Exercise prompt: Print the records again, character for character.

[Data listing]
>>>>
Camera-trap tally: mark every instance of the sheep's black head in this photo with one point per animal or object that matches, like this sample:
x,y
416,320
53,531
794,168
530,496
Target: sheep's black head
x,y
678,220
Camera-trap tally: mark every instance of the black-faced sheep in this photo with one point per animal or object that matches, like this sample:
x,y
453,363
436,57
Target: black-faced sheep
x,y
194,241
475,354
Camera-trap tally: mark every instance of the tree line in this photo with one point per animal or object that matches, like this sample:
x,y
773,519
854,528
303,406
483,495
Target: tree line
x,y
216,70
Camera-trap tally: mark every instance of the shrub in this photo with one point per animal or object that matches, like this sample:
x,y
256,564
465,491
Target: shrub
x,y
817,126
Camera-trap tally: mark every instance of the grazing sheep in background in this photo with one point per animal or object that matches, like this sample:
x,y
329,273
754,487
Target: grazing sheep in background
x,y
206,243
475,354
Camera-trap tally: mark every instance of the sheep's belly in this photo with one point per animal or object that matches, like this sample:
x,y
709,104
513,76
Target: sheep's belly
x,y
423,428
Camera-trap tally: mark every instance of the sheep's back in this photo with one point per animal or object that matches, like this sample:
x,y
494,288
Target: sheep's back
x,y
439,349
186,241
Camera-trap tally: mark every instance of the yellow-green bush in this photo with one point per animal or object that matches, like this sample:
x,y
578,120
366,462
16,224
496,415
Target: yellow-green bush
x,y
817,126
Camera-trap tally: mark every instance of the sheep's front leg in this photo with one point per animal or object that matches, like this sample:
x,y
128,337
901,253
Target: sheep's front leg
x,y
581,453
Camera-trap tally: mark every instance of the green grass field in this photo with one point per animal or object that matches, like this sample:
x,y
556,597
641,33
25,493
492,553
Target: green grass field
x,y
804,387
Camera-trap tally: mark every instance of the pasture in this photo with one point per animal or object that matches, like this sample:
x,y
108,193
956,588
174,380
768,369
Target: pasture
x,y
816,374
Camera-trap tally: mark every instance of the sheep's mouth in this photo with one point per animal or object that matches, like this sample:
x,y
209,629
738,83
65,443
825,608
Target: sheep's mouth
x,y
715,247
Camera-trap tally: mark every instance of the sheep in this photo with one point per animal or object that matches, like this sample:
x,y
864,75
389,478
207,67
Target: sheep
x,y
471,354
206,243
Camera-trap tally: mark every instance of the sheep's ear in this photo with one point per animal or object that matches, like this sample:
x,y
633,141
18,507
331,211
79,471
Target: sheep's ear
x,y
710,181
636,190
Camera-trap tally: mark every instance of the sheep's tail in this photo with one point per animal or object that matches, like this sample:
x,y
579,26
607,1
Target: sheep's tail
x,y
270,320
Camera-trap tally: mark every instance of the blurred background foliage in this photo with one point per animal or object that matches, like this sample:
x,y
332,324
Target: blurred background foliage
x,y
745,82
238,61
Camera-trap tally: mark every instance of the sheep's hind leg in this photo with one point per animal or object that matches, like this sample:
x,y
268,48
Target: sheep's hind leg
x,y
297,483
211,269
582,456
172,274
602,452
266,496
<<<<
Exercise result:
Camera-trap tally: mark every instance of the sheep's black head in this photo with one point per animal or object that matches, like this sample:
x,y
416,320
53,531
794,168
530,496
Target: sheep's black head
x,y
678,220
Camera-trap tally: mark every instance of the black-faced sheep in this photo with one point per animal or object that matches, like this sample:
x,y
453,363
436,57
Target: black-faced sheep
x,y
194,241
475,354
Camera-trap tally: mark every instance of the tree line in this photo with one point per animal or object that matches, like this sample:
x,y
773,519
854,528
303,406
483,495
Target: tree line
x,y
216,70
Camera-trap tally: mark every instance of the shrub in this photo with one point per animal or object that matches, like this sample:
x,y
256,564
465,491
Target: shrub
x,y
817,126
Camera-trap tally: mark every instance of the grazing sheep in background in this photo with one point per animal or object that matches, like this sample:
x,y
329,273
754,487
Target: grazing sheep in background
x,y
206,243
475,354
Camera-trap tally: mark every instance of the sheep's belly in this photo with one point per animal or object that matches, like this sample:
x,y
709,104
513,76
Target: sheep's belly
x,y
423,428
Camera-trap tally: mark every instance of the sheep's back in this photo with one point per animal or object that matches, like this sample:
x,y
494,288
Target: sheep's back
x,y
439,349
186,241
Camera-trap tally: mark every instance of the yellow-green bush in this photo with one point per animal or object that matches, like this sample:
x,y
578,120
366,462
16,224
496,415
Target: yellow-green bush
x,y
817,126
Camera-trap tally: mark every instance of the sheep's front leg in this photo with one point per animal or object that matches, like this sample:
x,y
128,337
901,253
Target: sheep's front leg
x,y
581,453
Camera-trap tally: mark every instance of the green grass field in this photo with one point per animal or object that matches, like this sample:
x,y
556,597
641,33
25,493
492,553
Target: green grass field
x,y
804,387
Camera-trap tally: mark every instance of the pasture in this photo with one point per animal or object that matches, like this sample:
x,y
108,193
956,588
174,380
768,369
Target: pasture
x,y
816,374
Camera-trap tally: mark every instance of the sheep's mouth in this photo with one point per animal or object that matches, like this sample:
x,y
209,629
738,83
65,443
825,608
Target: sheep's mouth
x,y
715,247
Camera-trap tally: mark every instance of the sheep in this photo with one point per animal or object that matches, like this sample:
x,y
864,75
389,478
207,67
Target: sheep
x,y
471,354
206,243
Camera-trap tally: mark every instance of the sheep's ear in this photo with one point per animal or object that matches, like this sample:
x,y
633,141
18,507
331,211
79,471
Target: sheep's ear
x,y
710,181
636,190
Camera-trap tally: mark every instance of the sheep's tail in this photo with one point per animal or object that matches, like this sample:
x,y
579,26
607,1
Target: sheep's tail
x,y
270,320
Camera-trap tally: mark every instance of the blurred background foliage in this photo with one point per animal or object that matches, like this sample:
x,y
332,324
Target: blurred background foliage
x,y
745,82
238,61
Camera-trap tally: mark every instance of the sheep's hind leg in this photo with one point per animal or object that matches, like this sample:
x,y
268,48
Target: sheep's hind leg
x,y
297,483
211,269
582,456
172,274
602,452
266,496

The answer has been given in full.